▶ [Page]:

# # # # #

Two years ago this month, my dear friend Sarah’s life was struck from her body as unexpectedly as any life is so granted: suddenly, without warning, but sublimely all the same. As those who were touched by Sarah’s life reacted, reeled, and writhed at the prospect of her unseemly demise, I detached myself from the situation by assessing the sad state of affairs philosophically.

As emotionally repressive as it was at the time, my methodology did breathe into me numerous inspired and impassioned epiphanies about the world in which we live. You see, many of those around me were gouged out inside, grieving for the transcendent soul of which Sarah once held. As a result, there was much talk of who had killed Sarah, and how justice had to be served.

Some individuals spoke so fixedly on levying a sentence upon Sarah’s killer that I believe the concept of justice for them served as an emotional placeholder they could stow upon a shelf. This, perhaps, was in order to function in a mode of normality to which they were more accustomed. Sadly, I believe that this placeholder may still idly sit, gathering dust, on many of these metaphysical shelves, months after Sarah’s life-thief had been so sentenced.

My experience observing this seared into my heart and soul this absolute truth: one of the stark realities of this ephemeral existence is that we humans are confined to accept that our greatest of social ideals, justice, will never quite be enough.

Indeed, the truth is that justice will always be reactionary; justice will always be after-the-fact. Justice cannot be served to someone who has not yet slaughtered innocent children at a school. Justice cannot be served to individuals who have not yet flown planes into two towers. Justice cannot be served to political zealots in the early 20th century who have not yet committed genocide against millions of Jews.

Yet, for those who would eventually undergo the scalding traumas of these events, one has to question whether criminal trials, or an-eye-for-an-eye Hammurabian-code would even begin to assuage these wounds… It is said that the purest form of justice exists as a justice that is fair and reasonable and, most of all, blind.

# # # # #

▶ [Objectives]:
1. Answer these questions from the essay on justice, one a line:
(a) How long ago did Sarah die?
(b) What two things does the essay say justice will always be?
(c) What three qualities does the purest form of justice have, according to the essay?
2. Say whether each statement agrees with the essay on justice, and quote the words that decide it.
(a) The writer responded to Sarah's death by assessing it philosophically.
(b) Sarah's killer was never sentenced.
(c) Justice can be served before a crime is committed.
3. Please write out the essay's passage starting at "Yet, for those" and ending at "of all, blind.", substituting "impartial" for "blind".

# # # # #

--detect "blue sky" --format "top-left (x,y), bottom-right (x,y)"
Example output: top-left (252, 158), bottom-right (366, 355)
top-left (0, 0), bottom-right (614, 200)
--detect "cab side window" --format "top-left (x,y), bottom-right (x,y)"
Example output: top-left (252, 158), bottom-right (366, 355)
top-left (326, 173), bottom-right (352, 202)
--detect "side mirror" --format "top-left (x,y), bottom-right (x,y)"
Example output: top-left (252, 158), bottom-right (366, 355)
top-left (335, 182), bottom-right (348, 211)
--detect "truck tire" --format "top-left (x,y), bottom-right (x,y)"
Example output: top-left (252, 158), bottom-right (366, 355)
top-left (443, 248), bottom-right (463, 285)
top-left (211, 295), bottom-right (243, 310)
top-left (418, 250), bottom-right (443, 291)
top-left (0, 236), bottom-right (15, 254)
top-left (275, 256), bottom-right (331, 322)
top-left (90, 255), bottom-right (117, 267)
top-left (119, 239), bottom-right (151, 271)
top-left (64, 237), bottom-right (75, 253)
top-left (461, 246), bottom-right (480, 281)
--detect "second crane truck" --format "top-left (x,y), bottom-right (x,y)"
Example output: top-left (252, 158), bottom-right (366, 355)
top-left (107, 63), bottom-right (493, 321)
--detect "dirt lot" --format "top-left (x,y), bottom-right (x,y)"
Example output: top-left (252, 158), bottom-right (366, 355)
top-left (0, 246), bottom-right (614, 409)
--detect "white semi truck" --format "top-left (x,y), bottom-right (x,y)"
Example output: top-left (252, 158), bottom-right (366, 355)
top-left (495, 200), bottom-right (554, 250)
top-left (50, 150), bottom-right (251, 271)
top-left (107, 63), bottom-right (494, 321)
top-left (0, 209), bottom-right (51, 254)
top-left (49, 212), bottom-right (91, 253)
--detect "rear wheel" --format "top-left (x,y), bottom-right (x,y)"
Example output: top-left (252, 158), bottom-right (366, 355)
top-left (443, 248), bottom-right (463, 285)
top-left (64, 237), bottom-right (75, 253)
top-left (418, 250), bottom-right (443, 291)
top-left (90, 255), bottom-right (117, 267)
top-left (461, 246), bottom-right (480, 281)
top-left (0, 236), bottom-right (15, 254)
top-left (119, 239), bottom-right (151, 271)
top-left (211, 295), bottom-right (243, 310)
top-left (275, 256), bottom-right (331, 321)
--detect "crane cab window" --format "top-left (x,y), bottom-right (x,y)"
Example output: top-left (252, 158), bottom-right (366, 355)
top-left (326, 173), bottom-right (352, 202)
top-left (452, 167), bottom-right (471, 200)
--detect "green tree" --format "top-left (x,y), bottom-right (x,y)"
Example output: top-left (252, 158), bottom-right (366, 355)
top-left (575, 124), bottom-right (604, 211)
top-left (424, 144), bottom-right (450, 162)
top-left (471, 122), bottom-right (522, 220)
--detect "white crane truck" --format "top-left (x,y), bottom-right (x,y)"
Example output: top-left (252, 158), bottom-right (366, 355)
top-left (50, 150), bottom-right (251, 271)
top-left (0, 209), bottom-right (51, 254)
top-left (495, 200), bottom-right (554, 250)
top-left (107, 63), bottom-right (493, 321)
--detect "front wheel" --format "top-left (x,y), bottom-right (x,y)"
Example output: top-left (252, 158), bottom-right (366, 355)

# # # # #

▶ [Responses to the exercise]:
1.
(a) Two years ago this month.
(b) Reactionary and after-the-fact.
(c) Fair, reasonable, and blind.

2.
(a) Yes: "I detached myself from the situation by assessing the sad state of affairs philosophically."
(b) No: "months after Sarah’s life-thief had been so sentenced."
(c) No: "justice will always be after-the-fact."

3.
Yet, for those who would eventually undergo the scalding traumas of these events, one has to question whether criminal trials, or an-eye-for-an-eye Hammurabian-code would even begin to assuage these wounds… It is said that the purest form of justice exists as a justice that is fair and reasonable and, most of all, impartial.